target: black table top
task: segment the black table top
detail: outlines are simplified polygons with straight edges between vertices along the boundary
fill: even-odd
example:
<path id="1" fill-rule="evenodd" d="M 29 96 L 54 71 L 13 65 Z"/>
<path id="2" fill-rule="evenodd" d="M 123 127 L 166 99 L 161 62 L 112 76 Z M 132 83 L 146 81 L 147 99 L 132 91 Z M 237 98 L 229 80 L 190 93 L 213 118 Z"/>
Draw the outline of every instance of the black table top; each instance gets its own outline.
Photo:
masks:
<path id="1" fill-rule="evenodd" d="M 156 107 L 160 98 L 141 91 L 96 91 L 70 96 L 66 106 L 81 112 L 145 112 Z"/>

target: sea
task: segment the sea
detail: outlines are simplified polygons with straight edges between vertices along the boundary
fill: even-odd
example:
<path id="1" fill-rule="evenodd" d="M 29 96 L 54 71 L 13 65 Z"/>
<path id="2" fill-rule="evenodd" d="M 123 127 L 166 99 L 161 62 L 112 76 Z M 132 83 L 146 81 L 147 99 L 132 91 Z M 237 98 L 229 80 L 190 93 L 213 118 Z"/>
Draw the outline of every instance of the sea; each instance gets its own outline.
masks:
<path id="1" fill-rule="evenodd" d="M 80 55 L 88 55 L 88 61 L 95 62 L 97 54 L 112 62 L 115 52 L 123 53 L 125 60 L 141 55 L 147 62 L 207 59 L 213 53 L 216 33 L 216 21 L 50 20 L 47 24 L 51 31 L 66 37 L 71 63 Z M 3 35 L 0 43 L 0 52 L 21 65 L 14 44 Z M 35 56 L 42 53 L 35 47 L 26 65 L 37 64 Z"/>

================

What the exercise asks – Output the listing above word for word.

Solution to this problem –
target: black table top
task: segment the black table top
detail: outlines are simplified polygons with straight edges between vertices along the boundary
fill: even-odd
example:
<path id="1" fill-rule="evenodd" d="M 29 96 L 54 71 L 13 65 Z"/>
<path id="2" fill-rule="evenodd" d="M 123 127 L 166 99 L 161 62 L 112 76 Z M 132 83 L 146 81 L 147 99 L 132 91 Z M 237 98 L 229 80 L 190 93 L 213 118 Z"/>
Draw the outline of every instance of the black table top; each instance gets its own outline.
Photo:
masks:
<path id="1" fill-rule="evenodd" d="M 156 107 L 160 98 L 141 91 L 96 91 L 70 96 L 66 106 L 81 112 L 145 112 Z"/>

target: sea
task: segment the sea
detail: outlines are simplified polygons with straight edges between vertices along the boundary
fill: even-odd
example:
<path id="1" fill-rule="evenodd" d="M 29 96 L 54 71 L 13 65 Z"/>
<path id="2" fill-rule="evenodd" d="M 123 127 L 166 99 L 161 62 L 112 76 Z M 132 83 L 146 81 L 147 99 L 132 91 Z M 237 98 L 229 80 L 190 93 L 213 118 Z"/>
Draw the outline of every instance of the sea; each instance gets its own outline.
masks:
<path id="1" fill-rule="evenodd" d="M 80 55 L 88 55 L 88 61 L 95 62 L 97 54 L 112 62 L 115 52 L 123 53 L 125 60 L 141 55 L 147 62 L 207 59 L 213 53 L 216 33 L 216 21 L 50 20 L 47 24 L 51 31 L 66 37 L 71 63 Z M 3 35 L 0 43 L 0 52 L 21 65 L 14 44 Z M 35 56 L 42 53 L 35 47 L 26 65 L 37 64 Z"/>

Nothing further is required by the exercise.